* Short exercise: Reproduce the data below verbatim, leaving out the pictures.

* Extracted records:

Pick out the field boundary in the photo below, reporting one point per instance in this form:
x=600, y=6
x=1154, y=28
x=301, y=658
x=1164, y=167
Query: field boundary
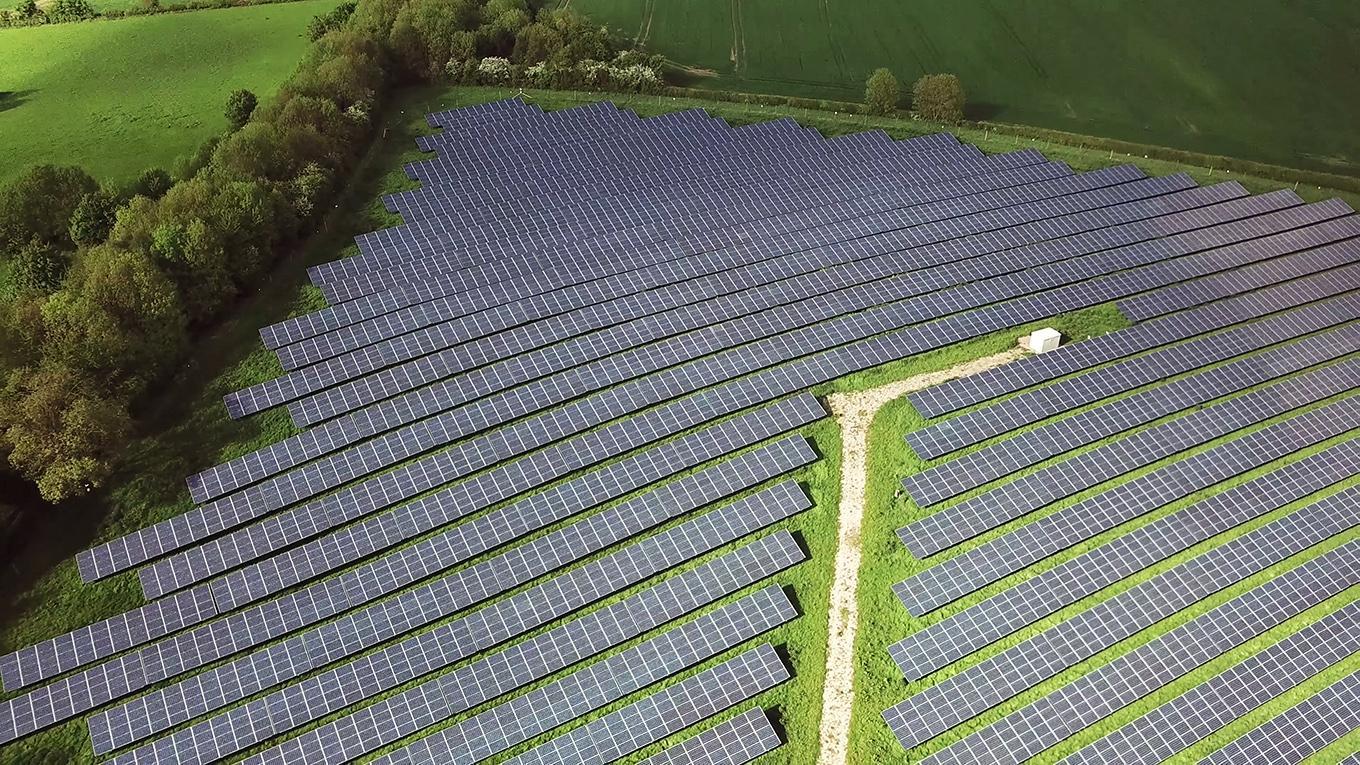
x=1080, y=140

* Final answer:
Pick out the field boundary in the photo below, reporting one point per instance in this form:
x=600, y=6
x=1154, y=28
x=301, y=658
x=1164, y=167
Query: field boundary
x=1080, y=140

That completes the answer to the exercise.